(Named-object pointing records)
## Start

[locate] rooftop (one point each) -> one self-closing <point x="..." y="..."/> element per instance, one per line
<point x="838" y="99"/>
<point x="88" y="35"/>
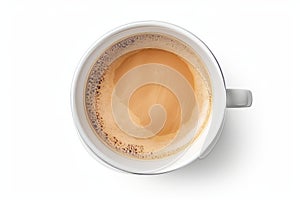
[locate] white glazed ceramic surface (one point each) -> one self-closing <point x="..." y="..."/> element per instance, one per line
<point x="200" y="147"/>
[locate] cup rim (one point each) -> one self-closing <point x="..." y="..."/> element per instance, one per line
<point x="218" y="73"/>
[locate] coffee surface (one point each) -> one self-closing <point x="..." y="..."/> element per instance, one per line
<point x="149" y="103"/>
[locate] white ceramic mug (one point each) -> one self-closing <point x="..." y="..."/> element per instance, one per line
<point x="222" y="98"/>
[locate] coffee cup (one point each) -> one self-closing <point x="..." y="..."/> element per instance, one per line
<point x="150" y="97"/>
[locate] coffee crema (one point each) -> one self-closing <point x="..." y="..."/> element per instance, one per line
<point x="144" y="100"/>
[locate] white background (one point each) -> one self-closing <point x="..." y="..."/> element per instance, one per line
<point x="255" y="44"/>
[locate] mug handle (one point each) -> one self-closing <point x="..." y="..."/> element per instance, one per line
<point x="238" y="98"/>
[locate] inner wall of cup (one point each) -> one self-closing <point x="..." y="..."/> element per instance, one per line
<point x="136" y="42"/>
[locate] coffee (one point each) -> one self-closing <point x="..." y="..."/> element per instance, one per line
<point x="148" y="96"/>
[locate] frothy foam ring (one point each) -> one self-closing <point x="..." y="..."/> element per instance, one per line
<point x="151" y="108"/>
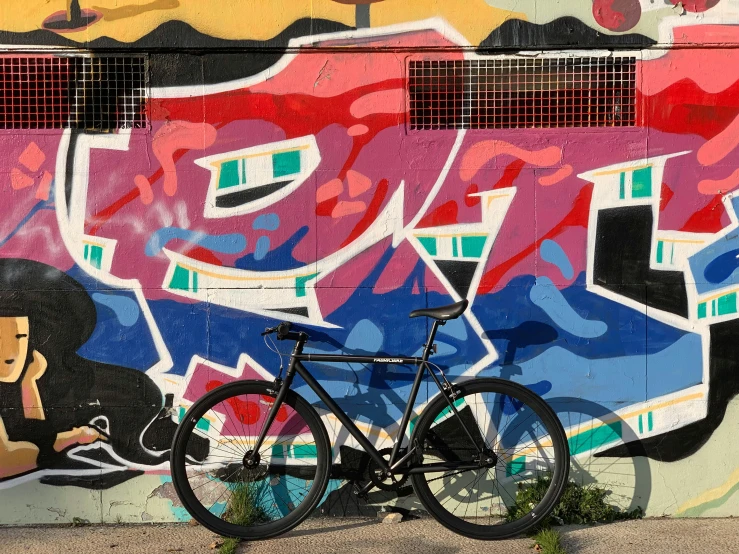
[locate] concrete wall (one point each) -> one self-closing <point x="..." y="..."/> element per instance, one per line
<point x="140" y="289"/>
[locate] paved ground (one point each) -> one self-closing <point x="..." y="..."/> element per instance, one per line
<point x="425" y="536"/>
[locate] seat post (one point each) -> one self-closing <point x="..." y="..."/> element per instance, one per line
<point x="430" y="343"/>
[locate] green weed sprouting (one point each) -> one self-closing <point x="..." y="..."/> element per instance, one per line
<point x="579" y="504"/>
<point x="243" y="509"/>
<point x="549" y="541"/>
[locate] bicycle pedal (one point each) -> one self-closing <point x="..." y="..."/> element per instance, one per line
<point x="359" y="492"/>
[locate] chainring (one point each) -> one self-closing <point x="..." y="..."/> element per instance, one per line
<point x="390" y="484"/>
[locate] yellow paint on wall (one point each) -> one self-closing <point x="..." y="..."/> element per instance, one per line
<point x="129" y="20"/>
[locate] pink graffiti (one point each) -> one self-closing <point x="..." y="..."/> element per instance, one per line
<point x="562" y="173"/>
<point x="715" y="69"/>
<point x="42" y="192"/>
<point x="32" y="157"/>
<point x="358" y="183"/>
<point x="179" y="135"/>
<point x="617" y="15"/>
<point x="329" y="190"/>
<point x="717" y="148"/>
<point x="144" y="186"/>
<point x="718" y="186"/>
<point x="357" y="130"/>
<point x="19" y="180"/>
<point x="382" y="101"/>
<point x="484" y="151"/>
<point x="345" y="208"/>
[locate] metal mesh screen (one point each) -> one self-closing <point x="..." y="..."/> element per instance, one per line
<point x="512" y="93"/>
<point x="78" y="92"/>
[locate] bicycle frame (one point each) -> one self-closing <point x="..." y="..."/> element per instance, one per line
<point x="392" y="466"/>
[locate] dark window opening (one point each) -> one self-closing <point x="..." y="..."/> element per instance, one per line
<point x="78" y="92"/>
<point x="523" y="92"/>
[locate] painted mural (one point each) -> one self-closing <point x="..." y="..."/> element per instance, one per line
<point x="138" y="266"/>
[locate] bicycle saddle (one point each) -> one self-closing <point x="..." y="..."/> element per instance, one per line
<point x="443" y="313"/>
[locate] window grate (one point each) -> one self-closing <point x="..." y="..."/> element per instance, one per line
<point x="511" y="93"/>
<point x="78" y="92"/>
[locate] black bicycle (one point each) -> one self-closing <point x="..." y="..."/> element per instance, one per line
<point x="471" y="448"/>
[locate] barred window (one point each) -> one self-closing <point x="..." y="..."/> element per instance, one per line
<point x="508" y="93"/>
<point x="99" y="93"/>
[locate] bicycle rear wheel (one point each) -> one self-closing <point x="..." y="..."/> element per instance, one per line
<point x="526" y="447"/>
<point x="225" y="496"/>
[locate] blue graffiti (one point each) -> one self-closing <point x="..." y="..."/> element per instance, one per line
<point x="262" y="248"/>
<point x="510" y="406"/>
<point x="722" y="266"/>
<point x="125" y="309"/>
<point x="280" y="258"/>
<point x="547" y="296"/>
<point x="266" y="222"/>
<point x="552" y="252"/>
<point x="716" y="265"/>
<point x="225" y="244"/>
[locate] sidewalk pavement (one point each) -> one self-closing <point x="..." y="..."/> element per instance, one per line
<point x="423" y="536"/>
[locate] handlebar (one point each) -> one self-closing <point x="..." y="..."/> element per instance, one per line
<point x="284" y="333"/>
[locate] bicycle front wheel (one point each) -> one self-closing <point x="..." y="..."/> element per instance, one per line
<point x="261" y="502"/>
<point x="520" y="448"/>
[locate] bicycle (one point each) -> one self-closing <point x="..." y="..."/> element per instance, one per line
<point x="270" y="469"/>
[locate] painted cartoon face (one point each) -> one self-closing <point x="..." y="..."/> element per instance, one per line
<point x="13" y="347"/>
<point x="270" y="184"/>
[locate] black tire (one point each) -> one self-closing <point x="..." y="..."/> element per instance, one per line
<point x="441" y="437"/>
<point x="225" y="468"/>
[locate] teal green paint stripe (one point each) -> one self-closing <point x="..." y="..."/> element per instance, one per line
<point x="515" y="466"/>
<point x="595" y="438"/>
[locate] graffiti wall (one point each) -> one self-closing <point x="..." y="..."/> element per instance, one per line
<point x="567" y="167"/>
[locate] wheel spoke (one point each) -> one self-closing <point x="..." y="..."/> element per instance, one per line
<point x="229" y="497"/>
<point x="521" y="433"/>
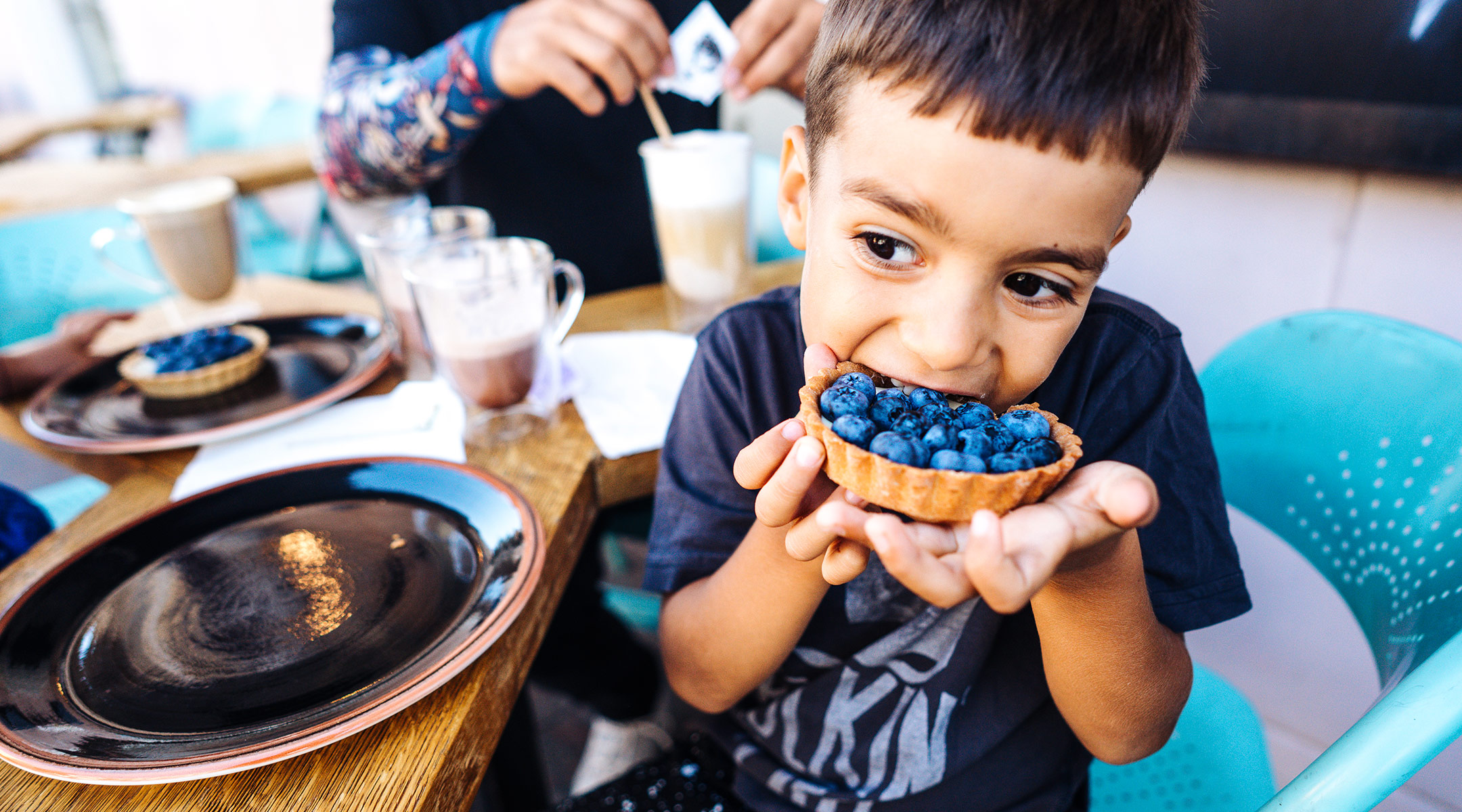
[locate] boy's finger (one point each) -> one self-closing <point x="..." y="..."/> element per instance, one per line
<point x="757" y="462"/>
<point x="818" y="358"/>
<point x="1104" y="500"/>
<point x="1005" y="571"/>
<point x="844" y="561"/>
<point x="780" y="501"/>
<point x="916" y="568"/>
<point x="807" y="539"/>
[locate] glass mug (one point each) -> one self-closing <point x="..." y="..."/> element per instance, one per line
<point x="392" y="243"/>
<point x="189" y="227"/>
<point x="490" y="315"/>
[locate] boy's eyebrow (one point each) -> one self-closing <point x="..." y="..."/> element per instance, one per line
<point x="916" y="210"/>
<point x="1086" y="261"/>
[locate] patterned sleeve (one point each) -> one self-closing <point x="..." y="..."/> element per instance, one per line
<point x="391" y="126"/>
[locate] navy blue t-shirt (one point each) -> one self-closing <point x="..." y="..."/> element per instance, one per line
<point x="889" y="703"/>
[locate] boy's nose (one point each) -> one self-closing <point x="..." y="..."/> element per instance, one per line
<point x="949" y="330"/>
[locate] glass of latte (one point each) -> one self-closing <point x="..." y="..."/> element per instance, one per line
<point x="491" y="317"/>
<point x="698" y="191"/>
<point x="394" y="242"/>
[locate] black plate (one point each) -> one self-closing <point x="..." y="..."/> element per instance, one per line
<point x="261" y="620"/>
<point x="313" y="361"/>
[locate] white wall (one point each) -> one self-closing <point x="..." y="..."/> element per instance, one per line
<point x="1221" y="246"/>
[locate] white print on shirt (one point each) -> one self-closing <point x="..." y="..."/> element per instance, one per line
<point x="908" y="751"/>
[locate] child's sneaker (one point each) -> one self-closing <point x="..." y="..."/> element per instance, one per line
<point x="613" y="748"/>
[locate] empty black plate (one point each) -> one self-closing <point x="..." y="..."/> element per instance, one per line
<point x="261" y="620"/>
<point x="312" y="361"/>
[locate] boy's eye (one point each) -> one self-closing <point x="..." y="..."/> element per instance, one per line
<point x="1037" y="287"/>
<point x="888" y="248"/>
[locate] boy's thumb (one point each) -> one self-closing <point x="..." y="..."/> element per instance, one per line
<point x="818" y="358"/>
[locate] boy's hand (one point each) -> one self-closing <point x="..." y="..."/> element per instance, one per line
<point x="1008" y="560"/>
<point x="775" y="43"/>
<point x="68" y="346"/>
<point x="786" y="466"/>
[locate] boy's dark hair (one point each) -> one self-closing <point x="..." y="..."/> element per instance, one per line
<point x="1084" y="75"/>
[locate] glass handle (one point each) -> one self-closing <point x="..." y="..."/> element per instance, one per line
<point x="104" y="237"/>
<point x="572" y="301"/>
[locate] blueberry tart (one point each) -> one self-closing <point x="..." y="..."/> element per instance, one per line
<point x="933" y="456"/>
<point x="196" y="364"/>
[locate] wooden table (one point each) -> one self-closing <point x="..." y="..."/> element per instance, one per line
<point x="32" y="187"/>
<point x="430" y="757"/>
<point x="22" y="131"/>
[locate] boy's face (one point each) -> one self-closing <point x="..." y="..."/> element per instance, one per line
<point x="948" y="261"/>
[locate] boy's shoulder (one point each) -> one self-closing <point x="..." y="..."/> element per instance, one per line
<point x="1111" y="311"/>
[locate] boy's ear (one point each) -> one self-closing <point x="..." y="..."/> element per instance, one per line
<point x="793" y="187"/>
<point x="1122" y="231"/>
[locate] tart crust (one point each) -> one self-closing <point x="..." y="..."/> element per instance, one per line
<point x="929" y="494"/>
<point x="202" y="382"/>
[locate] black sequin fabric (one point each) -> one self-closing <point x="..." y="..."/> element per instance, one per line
<point x="693" y="777"/>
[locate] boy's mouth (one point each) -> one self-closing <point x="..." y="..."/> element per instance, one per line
<point x="975" y="393"/>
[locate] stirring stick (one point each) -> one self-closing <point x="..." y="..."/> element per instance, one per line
<point x="657" y="117"/>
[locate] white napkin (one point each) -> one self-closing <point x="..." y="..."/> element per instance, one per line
<point x="702" y="45"/>
<point x="627" y="384"/>
<point x="416" y="420"/>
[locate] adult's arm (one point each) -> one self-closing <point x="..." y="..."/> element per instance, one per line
<point x="391" y="125"/>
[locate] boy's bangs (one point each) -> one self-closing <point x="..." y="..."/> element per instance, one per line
<point x="1085" y="76"/>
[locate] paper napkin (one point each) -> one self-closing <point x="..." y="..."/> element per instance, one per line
<point x="627" y="384"/>
<point x="702" y="45"/>
<point x="416" y="420"/>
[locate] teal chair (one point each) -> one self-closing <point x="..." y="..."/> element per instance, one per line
<point x="47" y="269"/>
<point x="1342" y="434"/>
<point x="1214" y="763"/>
<point x="1339" y="432"/>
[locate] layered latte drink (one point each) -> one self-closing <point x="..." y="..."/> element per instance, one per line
<point x="698" y="190"/>
<point x="487" y="309"/>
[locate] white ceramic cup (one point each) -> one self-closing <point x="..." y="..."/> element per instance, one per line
<point x="189" y="228"/>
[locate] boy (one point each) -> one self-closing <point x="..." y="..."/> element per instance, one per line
<point x="965" y="170"/>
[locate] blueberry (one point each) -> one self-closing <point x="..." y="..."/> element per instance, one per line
<point x="910" y="426"/>
<point x="859" y="382"/>
<point x="921" y="455"/>
<point x="939" y="437"/>
<point x="885" y="411"/>
<point x="1042" y="450"/>
<point x="926" y="396"/>
<point x="975" y="443"/>
<point x="854" y="428"/>
<point x="937" y="413"/>
<point x="897" y="394"/>
<point x="900" y="449"/>
<point x="954" y="460"/>
<point x="843" y="401"/>
<point x="1009" y="460"/>
<point x="892" y="446"/>
<point x="974" y="413"/>
<point x="1027" y="424"/>
<point x="998" y="434"/>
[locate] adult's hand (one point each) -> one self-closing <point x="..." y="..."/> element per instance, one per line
<point x="775" y="43"/>
<point x="567" y="44"/>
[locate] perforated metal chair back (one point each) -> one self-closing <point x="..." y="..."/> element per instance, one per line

## End

» **WHAT YOU ARE ASKED TO DO**: Write out again, unchanged, every line from the line containing "[locate] adult's hand" to the final line of the material above.

» **TASK RESULT**:
[locate] adult's hand (one point each) -> one self-closing <point x="..." y="..."/> element per instance, one per line
<point x="775" y="43"/>
<point x="567" y="44"/>
[locate] perforated metal chair back (one point each) -> one self-closing <point x="..." y="..."/> element per instance, one per line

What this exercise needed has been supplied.